● PROMPT
Would you print the full listing word for word?
· · · ·
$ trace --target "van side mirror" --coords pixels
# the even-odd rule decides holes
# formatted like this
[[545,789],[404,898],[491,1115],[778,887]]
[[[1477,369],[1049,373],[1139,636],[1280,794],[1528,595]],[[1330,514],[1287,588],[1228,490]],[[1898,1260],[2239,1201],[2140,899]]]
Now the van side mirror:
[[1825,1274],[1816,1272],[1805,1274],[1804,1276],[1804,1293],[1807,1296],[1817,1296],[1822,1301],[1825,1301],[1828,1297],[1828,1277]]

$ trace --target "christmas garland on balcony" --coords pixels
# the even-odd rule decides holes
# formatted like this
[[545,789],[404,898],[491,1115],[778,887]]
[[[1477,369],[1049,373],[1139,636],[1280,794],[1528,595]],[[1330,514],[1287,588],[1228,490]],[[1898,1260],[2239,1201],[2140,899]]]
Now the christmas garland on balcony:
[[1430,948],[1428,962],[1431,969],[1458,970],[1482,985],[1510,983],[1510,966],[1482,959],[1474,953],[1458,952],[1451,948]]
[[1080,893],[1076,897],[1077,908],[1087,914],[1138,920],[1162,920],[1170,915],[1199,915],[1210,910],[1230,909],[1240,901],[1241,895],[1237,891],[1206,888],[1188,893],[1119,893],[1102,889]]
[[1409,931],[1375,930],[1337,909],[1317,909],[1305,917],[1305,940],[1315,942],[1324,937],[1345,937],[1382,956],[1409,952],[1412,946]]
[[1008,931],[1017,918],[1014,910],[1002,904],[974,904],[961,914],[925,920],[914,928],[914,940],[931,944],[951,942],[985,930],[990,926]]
· · · ·
● RESULT
$ trace --target "van side mirror" --coords pixels
# the even-odd rule decides holes
# formatted like this
[[545,789],[404,898],[491,1115],[778,887]]
[[[1477,369],[1049,373],[1139,636],[1280,794],[1528,595]],[[1330,514],[1287,588],[1228,490]],[[1898,1260],[2239,1201],[2140,899]]]
Now the van side mirror:
[[1825,1274],[1816,1272],[1805,1274],[1804,1276],[1804,1293],[1807,1296],[1817,1296],[1822,1301],[1825,1301],[1828,1297],[1828,1277]]

$ trace --target "christmas garland on balcony" --coords pixels
# the even-odd rule decides holes
# formatted like this
[[545,789],[404,898],[491,1115],[778,887]]
[[[1477,369],[1049,373],[1139,636],[1280,794],[1528,595]],[[1330,514],[1287,588],[1228,490]],[[1898,1260],[2239,1201],[2140,899]]]
Now the christmas garland on balcony:
[[1430,948],[1428,962],[1431,969],[1458,970],[1482,985],[1510,983],[1510,966],[1482,959],[1474,953],[1458,952],[1451,948]]
[[1080,893],[1076,897],[1077,908],[1087,914],[1138,920],[1162,920],[1170,915],[1199,915],[1210,910],[1230,909],[1240,901],[1241,895],[1237,891],[1206,888],[1188,893],[1119,893],[1102,889]]
[[1409,931],[1375,930],[1337,909],[1317,909],[1305,917],[1305,940],[1315,942],[1324,937],[1345,937],[1382,956],[1409,952],[1412,946]]
[[1008,931],[1017,918],[1014,910],[1002,904],[974,904],[961,914],[925,920],[914,928],[914,940],[931,944],[951,942],[985,930],[990,926]]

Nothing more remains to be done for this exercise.